■ Requirements ■
Pull out every line of the entries below that contains the word "opening".

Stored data

* * *

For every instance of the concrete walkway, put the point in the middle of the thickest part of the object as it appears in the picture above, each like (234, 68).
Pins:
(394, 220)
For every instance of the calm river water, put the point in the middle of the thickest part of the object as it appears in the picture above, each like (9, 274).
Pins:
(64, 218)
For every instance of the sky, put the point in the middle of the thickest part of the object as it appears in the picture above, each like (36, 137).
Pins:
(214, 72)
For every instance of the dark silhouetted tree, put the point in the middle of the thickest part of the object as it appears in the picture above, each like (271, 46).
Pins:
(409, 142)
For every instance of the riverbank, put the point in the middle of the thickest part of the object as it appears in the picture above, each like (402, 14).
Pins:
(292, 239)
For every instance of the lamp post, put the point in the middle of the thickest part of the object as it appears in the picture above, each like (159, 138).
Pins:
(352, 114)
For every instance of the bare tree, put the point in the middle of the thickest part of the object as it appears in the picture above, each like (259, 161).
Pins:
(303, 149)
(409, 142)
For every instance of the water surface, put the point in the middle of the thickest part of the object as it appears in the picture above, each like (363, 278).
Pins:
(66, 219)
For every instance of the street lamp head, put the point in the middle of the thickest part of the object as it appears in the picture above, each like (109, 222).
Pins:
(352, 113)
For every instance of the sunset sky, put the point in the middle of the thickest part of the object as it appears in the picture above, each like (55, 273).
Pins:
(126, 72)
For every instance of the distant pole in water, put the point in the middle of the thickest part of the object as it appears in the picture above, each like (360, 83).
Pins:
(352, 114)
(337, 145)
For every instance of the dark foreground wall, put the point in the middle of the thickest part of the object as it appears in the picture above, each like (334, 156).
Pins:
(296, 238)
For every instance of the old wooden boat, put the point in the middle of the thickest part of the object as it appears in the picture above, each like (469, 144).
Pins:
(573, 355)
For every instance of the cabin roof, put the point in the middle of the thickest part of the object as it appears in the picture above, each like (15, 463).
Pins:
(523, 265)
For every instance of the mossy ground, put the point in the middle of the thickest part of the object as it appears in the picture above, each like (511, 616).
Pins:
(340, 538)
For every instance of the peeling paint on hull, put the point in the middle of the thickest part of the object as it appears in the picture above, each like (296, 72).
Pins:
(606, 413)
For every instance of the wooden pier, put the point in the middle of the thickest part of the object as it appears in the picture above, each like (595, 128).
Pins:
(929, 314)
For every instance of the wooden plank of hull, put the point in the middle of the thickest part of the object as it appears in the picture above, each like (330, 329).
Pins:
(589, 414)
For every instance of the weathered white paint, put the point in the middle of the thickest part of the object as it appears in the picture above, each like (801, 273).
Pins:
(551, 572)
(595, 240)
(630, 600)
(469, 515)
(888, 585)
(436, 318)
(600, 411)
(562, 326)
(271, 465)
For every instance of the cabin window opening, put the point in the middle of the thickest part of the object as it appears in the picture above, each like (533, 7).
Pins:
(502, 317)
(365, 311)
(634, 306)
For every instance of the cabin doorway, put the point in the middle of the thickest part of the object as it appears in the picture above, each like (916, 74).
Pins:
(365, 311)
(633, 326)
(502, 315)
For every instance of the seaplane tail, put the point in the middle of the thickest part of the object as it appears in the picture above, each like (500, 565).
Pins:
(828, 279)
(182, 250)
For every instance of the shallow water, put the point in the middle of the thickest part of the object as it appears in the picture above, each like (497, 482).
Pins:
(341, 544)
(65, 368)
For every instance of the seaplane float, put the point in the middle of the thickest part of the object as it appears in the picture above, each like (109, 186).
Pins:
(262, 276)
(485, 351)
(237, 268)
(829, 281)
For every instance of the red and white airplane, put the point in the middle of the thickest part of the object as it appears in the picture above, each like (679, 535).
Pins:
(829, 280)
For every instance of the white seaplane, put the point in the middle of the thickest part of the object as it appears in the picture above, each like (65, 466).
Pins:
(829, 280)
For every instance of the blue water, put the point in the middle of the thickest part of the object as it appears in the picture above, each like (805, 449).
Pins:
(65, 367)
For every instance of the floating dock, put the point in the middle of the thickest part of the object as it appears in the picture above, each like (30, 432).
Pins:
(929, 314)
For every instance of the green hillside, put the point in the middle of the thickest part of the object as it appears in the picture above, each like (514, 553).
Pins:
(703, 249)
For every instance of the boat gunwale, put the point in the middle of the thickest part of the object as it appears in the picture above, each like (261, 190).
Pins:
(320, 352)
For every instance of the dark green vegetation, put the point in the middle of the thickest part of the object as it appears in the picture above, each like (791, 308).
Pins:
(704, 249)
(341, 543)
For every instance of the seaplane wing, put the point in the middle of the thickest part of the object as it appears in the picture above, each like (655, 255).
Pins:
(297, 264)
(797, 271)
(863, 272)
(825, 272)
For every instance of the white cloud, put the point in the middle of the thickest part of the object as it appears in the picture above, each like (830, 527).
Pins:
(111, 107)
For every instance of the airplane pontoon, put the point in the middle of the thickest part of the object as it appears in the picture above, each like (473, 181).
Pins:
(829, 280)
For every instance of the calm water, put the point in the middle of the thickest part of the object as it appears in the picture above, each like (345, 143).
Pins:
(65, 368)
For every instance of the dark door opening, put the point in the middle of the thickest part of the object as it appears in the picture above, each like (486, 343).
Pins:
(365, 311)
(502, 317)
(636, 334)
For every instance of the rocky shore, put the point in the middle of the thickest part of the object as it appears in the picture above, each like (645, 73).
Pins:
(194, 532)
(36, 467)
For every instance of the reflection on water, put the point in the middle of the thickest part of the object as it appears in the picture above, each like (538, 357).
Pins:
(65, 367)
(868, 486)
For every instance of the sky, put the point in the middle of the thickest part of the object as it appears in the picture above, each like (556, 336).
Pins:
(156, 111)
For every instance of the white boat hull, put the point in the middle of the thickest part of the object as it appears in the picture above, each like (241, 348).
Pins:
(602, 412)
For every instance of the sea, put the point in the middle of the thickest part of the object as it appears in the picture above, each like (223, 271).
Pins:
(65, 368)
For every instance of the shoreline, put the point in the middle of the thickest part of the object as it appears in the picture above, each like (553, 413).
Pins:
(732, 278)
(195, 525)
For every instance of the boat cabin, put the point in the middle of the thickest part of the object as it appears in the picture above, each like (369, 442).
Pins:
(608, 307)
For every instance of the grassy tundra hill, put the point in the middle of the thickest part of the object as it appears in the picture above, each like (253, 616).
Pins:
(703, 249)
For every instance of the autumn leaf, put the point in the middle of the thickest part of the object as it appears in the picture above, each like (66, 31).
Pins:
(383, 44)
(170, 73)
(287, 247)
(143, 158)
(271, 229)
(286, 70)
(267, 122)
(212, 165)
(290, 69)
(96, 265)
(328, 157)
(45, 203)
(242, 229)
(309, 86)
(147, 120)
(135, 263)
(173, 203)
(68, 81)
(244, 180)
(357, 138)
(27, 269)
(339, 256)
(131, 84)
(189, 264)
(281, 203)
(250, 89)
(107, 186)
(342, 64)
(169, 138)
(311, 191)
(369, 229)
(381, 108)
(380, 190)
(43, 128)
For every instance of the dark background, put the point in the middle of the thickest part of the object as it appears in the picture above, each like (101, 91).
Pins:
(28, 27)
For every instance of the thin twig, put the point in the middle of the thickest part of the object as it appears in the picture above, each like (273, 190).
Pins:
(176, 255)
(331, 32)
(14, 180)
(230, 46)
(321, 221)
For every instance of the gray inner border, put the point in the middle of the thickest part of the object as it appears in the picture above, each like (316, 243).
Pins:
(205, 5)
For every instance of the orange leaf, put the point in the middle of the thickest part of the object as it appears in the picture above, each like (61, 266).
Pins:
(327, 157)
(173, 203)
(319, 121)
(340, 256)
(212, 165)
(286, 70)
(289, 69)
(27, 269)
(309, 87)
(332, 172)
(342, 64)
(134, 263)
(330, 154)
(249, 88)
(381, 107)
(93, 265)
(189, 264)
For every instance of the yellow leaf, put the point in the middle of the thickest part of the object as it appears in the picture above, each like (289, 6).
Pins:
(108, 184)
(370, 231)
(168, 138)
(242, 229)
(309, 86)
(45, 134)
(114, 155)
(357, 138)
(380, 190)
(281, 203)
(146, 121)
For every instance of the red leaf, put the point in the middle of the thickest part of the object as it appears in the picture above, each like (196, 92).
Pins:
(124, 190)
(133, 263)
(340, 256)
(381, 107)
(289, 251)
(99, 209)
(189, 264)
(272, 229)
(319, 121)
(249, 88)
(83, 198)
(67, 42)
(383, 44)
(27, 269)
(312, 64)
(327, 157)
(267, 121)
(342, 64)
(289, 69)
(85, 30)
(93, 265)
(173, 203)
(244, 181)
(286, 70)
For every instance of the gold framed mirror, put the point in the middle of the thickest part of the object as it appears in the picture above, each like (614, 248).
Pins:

* * *

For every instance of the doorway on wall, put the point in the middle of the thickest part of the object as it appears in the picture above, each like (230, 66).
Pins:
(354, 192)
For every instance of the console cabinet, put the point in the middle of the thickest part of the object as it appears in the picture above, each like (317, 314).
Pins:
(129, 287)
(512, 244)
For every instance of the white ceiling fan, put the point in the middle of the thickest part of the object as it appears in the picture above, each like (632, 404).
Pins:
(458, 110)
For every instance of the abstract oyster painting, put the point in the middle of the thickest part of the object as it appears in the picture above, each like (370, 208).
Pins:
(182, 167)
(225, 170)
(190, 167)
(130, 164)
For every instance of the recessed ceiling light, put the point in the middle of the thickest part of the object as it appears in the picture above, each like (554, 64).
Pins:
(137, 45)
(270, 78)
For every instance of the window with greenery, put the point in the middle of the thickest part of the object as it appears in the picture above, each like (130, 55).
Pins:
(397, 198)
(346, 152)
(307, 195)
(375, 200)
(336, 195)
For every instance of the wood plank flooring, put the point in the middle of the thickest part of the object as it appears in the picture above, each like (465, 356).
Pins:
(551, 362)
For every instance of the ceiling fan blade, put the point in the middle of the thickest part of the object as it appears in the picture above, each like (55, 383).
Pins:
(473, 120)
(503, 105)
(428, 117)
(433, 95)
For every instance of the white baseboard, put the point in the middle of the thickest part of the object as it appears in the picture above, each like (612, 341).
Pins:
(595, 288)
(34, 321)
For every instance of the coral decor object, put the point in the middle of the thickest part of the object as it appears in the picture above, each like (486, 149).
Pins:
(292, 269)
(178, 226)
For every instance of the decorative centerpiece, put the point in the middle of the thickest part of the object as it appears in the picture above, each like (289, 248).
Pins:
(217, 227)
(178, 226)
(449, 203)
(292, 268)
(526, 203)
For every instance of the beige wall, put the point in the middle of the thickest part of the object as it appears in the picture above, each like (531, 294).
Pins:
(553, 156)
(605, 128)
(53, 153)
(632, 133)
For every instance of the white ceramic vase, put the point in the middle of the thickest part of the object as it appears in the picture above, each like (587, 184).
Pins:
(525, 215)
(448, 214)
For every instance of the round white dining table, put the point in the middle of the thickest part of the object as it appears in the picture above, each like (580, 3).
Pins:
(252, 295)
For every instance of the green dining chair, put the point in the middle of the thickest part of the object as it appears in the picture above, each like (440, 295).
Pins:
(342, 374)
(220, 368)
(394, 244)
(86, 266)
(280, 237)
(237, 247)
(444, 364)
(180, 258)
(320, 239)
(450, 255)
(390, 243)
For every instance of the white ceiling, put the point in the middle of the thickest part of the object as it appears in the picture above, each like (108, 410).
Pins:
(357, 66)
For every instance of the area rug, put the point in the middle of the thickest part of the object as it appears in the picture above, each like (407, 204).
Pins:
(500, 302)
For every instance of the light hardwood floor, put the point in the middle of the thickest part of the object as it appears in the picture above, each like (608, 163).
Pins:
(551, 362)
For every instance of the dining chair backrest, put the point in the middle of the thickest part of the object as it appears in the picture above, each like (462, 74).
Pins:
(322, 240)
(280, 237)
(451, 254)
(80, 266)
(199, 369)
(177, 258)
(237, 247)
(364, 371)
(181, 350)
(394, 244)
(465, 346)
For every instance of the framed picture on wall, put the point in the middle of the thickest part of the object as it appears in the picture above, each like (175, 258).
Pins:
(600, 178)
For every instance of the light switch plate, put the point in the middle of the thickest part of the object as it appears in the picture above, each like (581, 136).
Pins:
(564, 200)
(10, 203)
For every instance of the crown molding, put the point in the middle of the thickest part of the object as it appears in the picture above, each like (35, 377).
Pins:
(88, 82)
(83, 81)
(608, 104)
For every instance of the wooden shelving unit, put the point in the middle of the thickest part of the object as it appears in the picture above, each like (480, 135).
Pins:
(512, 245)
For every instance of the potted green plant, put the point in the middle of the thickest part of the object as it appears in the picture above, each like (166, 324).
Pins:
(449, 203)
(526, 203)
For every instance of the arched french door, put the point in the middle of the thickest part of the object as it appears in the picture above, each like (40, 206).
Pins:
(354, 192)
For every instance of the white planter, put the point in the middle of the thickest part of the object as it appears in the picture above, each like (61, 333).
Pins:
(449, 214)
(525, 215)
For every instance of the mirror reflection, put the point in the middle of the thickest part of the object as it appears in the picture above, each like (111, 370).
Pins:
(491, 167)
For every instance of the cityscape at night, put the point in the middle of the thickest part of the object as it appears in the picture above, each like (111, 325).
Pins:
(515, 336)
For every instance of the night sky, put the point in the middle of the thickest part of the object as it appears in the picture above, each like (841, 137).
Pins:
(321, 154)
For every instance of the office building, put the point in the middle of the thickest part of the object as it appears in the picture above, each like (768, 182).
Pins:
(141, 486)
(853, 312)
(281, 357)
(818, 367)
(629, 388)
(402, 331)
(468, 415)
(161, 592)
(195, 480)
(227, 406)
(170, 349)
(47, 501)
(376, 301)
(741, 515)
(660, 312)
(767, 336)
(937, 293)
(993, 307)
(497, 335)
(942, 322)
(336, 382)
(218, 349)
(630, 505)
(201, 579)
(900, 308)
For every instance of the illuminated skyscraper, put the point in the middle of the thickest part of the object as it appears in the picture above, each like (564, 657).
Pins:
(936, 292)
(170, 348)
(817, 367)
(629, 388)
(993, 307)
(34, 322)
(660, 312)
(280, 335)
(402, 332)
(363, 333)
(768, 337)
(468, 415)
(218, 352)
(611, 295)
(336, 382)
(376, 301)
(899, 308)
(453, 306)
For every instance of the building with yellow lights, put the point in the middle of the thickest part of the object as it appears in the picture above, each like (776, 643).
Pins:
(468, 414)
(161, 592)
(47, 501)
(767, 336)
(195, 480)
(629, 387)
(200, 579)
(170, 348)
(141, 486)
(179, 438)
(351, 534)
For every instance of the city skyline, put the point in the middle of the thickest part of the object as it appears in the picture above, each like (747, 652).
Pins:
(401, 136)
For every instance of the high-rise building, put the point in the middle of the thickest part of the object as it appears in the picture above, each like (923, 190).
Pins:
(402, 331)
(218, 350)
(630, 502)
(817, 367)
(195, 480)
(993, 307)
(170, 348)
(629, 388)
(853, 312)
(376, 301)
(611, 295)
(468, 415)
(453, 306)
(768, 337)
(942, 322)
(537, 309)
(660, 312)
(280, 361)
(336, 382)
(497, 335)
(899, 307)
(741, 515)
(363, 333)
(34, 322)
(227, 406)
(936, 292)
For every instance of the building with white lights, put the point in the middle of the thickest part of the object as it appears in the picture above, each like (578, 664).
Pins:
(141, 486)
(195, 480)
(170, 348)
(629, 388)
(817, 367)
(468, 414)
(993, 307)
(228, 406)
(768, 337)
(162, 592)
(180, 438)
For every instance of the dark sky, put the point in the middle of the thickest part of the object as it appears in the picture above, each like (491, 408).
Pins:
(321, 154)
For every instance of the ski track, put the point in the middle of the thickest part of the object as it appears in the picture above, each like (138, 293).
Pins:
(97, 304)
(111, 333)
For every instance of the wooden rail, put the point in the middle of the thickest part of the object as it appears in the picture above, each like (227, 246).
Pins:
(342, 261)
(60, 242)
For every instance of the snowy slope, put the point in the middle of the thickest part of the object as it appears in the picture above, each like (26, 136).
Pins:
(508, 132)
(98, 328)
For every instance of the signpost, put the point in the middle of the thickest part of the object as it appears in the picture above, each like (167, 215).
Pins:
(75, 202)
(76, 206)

* * *

■ Exercise solution ■
For every instance of the cabin window opening, put the point in the middle of the thickest part of the object as it appears in the picture above, each like (533, 7).
For every instance of the dark door opening, put the point in the middle of the thickest part of the object as it appears in the picture above, each like (486, 343).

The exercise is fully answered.